[Coordinate labeling data]
"""
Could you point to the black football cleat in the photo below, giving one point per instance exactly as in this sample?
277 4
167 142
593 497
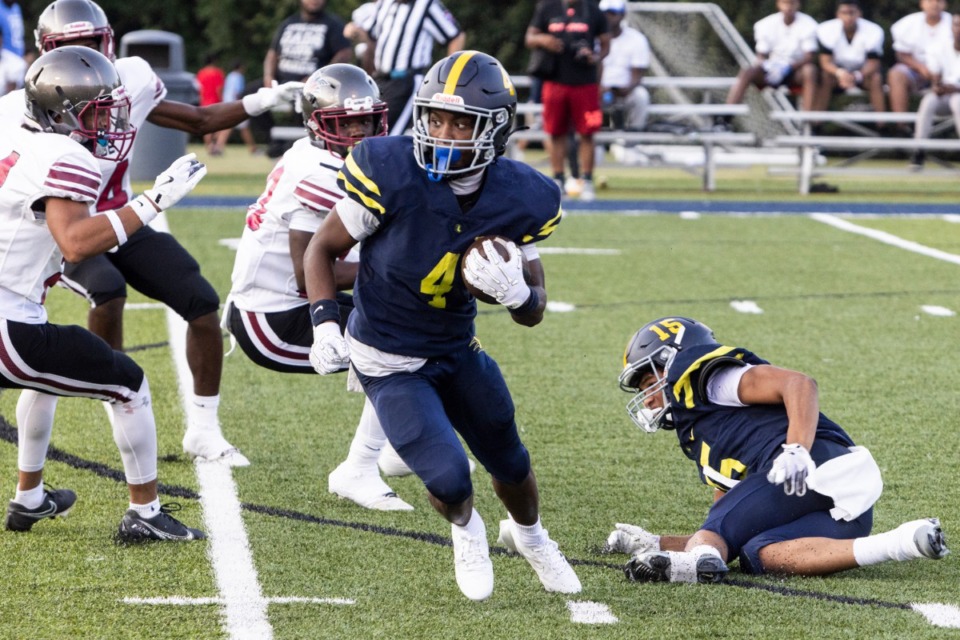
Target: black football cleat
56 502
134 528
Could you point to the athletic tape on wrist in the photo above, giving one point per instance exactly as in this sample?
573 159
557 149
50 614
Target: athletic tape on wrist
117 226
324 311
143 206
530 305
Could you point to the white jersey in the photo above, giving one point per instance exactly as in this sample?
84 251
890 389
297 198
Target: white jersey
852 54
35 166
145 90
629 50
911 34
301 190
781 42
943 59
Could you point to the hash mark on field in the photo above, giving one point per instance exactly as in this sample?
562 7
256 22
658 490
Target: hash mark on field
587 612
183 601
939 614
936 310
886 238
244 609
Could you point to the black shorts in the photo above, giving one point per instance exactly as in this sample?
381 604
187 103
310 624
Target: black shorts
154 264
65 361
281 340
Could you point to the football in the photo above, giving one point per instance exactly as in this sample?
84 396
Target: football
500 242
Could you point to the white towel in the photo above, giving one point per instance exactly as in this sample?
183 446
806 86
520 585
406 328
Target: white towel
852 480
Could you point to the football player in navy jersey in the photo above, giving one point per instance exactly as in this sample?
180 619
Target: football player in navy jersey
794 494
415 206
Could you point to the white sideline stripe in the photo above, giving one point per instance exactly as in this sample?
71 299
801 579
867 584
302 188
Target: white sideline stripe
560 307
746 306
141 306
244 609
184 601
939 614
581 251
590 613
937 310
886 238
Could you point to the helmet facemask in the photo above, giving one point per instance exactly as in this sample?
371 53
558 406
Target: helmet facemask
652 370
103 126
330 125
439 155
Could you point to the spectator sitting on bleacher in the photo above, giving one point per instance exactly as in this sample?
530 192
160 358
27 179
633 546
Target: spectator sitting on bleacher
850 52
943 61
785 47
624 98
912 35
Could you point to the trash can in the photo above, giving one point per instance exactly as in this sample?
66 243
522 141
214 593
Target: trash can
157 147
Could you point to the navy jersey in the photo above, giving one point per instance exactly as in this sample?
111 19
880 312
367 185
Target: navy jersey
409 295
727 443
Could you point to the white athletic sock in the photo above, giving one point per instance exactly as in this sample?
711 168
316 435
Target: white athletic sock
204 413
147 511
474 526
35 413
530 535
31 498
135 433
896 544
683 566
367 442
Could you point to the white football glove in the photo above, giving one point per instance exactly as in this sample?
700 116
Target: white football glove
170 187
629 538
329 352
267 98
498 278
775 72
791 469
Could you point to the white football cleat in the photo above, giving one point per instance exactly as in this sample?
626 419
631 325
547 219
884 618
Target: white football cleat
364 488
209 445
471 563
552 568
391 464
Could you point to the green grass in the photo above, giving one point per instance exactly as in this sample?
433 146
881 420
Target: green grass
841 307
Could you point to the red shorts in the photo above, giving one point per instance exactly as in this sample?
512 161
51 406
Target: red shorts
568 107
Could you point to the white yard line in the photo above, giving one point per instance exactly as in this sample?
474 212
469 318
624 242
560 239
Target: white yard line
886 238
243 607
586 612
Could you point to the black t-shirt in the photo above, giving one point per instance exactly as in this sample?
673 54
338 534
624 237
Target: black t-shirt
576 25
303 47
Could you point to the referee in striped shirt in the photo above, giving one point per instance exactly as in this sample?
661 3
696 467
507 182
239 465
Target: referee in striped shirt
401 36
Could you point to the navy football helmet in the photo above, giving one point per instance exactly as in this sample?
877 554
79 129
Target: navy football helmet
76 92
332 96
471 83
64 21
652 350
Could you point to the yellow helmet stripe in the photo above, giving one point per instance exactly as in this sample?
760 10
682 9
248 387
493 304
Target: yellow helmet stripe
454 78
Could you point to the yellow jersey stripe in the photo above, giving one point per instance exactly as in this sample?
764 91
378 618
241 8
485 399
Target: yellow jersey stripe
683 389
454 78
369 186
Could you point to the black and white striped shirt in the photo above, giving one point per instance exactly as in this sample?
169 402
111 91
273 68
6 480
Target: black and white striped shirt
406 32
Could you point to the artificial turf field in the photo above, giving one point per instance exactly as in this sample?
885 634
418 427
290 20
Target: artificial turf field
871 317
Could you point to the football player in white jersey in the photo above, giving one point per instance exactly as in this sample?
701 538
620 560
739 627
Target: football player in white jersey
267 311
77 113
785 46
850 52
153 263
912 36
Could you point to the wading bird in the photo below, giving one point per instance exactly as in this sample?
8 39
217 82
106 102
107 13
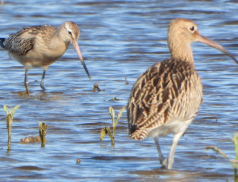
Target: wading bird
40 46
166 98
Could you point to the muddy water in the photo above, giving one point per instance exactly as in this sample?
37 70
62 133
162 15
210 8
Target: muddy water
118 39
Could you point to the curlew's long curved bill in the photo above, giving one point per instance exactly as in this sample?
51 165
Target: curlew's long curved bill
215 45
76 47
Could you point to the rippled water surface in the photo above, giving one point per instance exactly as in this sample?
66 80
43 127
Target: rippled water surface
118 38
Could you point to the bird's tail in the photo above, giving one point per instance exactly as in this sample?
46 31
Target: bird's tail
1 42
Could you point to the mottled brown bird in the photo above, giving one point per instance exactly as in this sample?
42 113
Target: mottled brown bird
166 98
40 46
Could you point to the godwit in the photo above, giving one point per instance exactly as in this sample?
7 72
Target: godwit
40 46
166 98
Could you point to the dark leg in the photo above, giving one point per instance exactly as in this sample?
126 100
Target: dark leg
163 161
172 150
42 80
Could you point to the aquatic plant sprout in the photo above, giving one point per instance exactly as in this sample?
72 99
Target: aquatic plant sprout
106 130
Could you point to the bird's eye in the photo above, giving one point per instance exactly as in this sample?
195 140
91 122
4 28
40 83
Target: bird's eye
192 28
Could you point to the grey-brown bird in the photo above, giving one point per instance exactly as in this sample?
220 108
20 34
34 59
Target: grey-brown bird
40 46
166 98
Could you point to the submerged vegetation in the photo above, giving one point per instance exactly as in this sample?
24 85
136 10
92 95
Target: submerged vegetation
"""
- _Description of the task_
Reproduce all of the entries above word for word, without the pictures.

- _Response to this task_
Could you point to the black football cleat in the photo below, giving one point per instance exactly as in this sample?
277 4
167 142
593 497
Target: black football cleat
56 502
134 528
Could you point to the athletic tape on wrist in the photo above, giving one point per instance exactly as in this sample?
573 159
557 149
50 614
Target: athletic tape on wrist
117 226
324 311
143 206
530 305
Could you point to the white jersey in the photo above, giving one point per instance exactly as in this sample?
84 251
890 389
297 198
Target: white jersey
852 54
35 166
145 90
629 50
911 34
301 190
781 42
943 59
Could you point to the hash mark on field in the photo above, giving one point per instance exactly as in this sample?
562 7
256 22
658 490
Target: hash mark on field
587 612
183 601
939 614
936 310
886 238
244 609
Could you point to the black shorts in the photo above, giving one point per instance exactly as in this sample?
381 604
187 103
310 624
Target: black shorts
154 264
65 361
281 340
Could you point to the football in the photo above, giving one point per instance exactly as in this sample?
84 396
Target: football
500 242
Could you point to the white towel in the photo above, giving one point per instance exactly as in this sample?
183 446
806 86
520 585
406 328
Target: white towel
852 480
Could you point to the football player in navy jersey in the photo above, giving one point per instance exactly as in this sample?
180 619
Target: football player in navy jersey
794 494
415 206
Could you point to the white sideline stripe in the photo above, giving one point per instance exactly as in this sample?
71 299
801 579
867 584
302 188
Target: white sideline stripe
560 307
746 306
141 306
244 609
184 601
939 614
581 251
590 613
937 310
886 238
Could you point to the helmet facemask in the photo above, giving one point per instance exactly as in this sample?
371 53
558 406
Target: helmet facemask
652 370
103 126
330 125
439 155
Could you point to the spectator sitting on bleacher in the photo above, giving one point per instance exactly as in this sample?
530 192
160 358
27 179
633 546
Target: spectator sitting on bleacher
850 52
943 61
785 47
624 98
912 35
Could you point to the trash can in the photo above, giving one point per instance exactly as in this sample?
66 243
522 141
214 593
Target: trash can
157 147
Could you point to the navy jersey in the photo above, giving one point per instance exactly as in this sample?
111 19
880 312
367 185
Target: navy jersey
409 295
727 443
Could you point to the white athletic sock in the photo above, giving one point per instance exactly as in this sample?
711 168
316 435
Target: white athletic sock
204 413
147 511
474 526
35 413
530 535
31 498
135 433
896 544
683 566
367 442
Could you point to the white football glove in the photo above, giving one point per instance exactly as in this sample?
700 116
Target: white football glove
170 187
629 538
329 352
267 98
498 278
775 72
791 469
Could you point to the white football cleat in the photo above, giving one point per instance exactly as in this sample?
626 419
631 325
547 219
884 618
Target: white football cleat
364 488
209 445
471 563
552 568
391 464
Could you point to the green grass in the photo above, giving one point per instance exactly as in this sample?
433 146
881 420
Target: green grass
841 307
Could you point to the red shorts in the photo above, giving one point per instance exactly as in this sample?
512 161
51 406
Target: red shorts
568 107
Could you point to the white yard line in the photo above, giving one point per instance exactly as in this sample?
474 212
469 318
624 242
560 239
Target: white yard line
886 238
243 607
586 612
Could you point to the black t-shirt in the photo above, giving one point per instance exactly as in this sample?
673 54
338 534
624 237
Target: black t-shirt
576 25
303 47
Could you point to the referee in striped shirt in the photo above, giving one point per instance exactly as in this sample?
661 3
696 467
507 182
239 465
Target: referee in striped shirt
401 36
Could you point to the navy football helmet in the photo above, giving one point per instance exactly as in this sample?
877 554
79 129
Target: navy football helmet
76 92
332 96
471 83
64 21
652 350
Could you point to the yellow helmet stripe in the photo above, giving one point per instance exactly as in this sample?
760 10
682 9
248 387
493 304
Target: yellow helmet stripe
454 78
Could you point to the yellow jersey stripe in the photo above, giving one point per instance exactly as in this sample?
764 91
378 618
241 8
485 399
Target: yellow jersey stripe
683 389
454 78
369 186
Could you point to the black and white striped shirt in the photo above, giving one point per instance exactly as in this sample?
169 402
111 91
273 68
6 480
Target: black and white striped shirt
406 32
Could you point to the artificial turf field in the photo above, giving one point per instance exactly as in this sample?
885 634
418 427
290 20
Target: artificial turf field
871 317
Could you point to the football player in white jersey in the photo above, giving one point per instance exactly as in this sample?
701 538
620 560
739 627
Target: football player in white jersey
267 311
77 113
785 46
850 52
153 263
912 36
Could you point to the wading bird in the photo below, giving one point per instance exactly as in this sample?
8 39
217 82
106 102
107 13
Target: wading bird
40 46
166 98
Could you point to the muddy water in the photo above, giving one point per instance exactly as in this sample?
37 70
62 133
162 15
210 8
Target: muddy water
118 39
Could you point to the curlew's long curved bill in the photo above, giving one point per instance exactly as in this sample?
51 165
Target: curlew's long curved bill
215 45
76 47
Could you point to the rippled water surface in the photo above, giving one point per instance exactly as in this sample?
66 80
43 127
Target: rippled water surface
118 38
Could you point to the bird's tail in the photo above, giving one point per instance exactly as in this sample?
46 31
Target: bird's tail
1 42
Could you point to the mottled brown bird in the photo above, giving one point per instance exactly as in this sample?
42 113
Target: mottled brown bird
166 98
40 46
Could you point to the godwit in the photo above, giving one point per instance exactly as in this sample?
7 72
Target: godwit
40 46
166 98
Could you point to the dark leg in the photo above, giving one point per instance exactly as in this sample?
126 100
Target: dark leg
163 161
172 150
42 80
Could you point to the aquatic plant sprout in the photo above, giving one point per instance exactly as in this sample?
72 99
Target: aquatic plant sprout
106 130
Could you point to the bird's eye in the photo above, giving one point per instance exactly as in this sample?
195 140
91 122
4 28
40 83
Target: bird's eye
192 28
Could you point to the grey-brown bird in the photo above, giving one point per instance exactly as in this sample?
220 108
20 34
34 59
Target: grey-brown bird
40 46
166 98
Could you point to the submerged vegetation in the photo above, giving one point per instance exactly as in this sample?
24 85
136 10
92 95
Target: submerged vegetation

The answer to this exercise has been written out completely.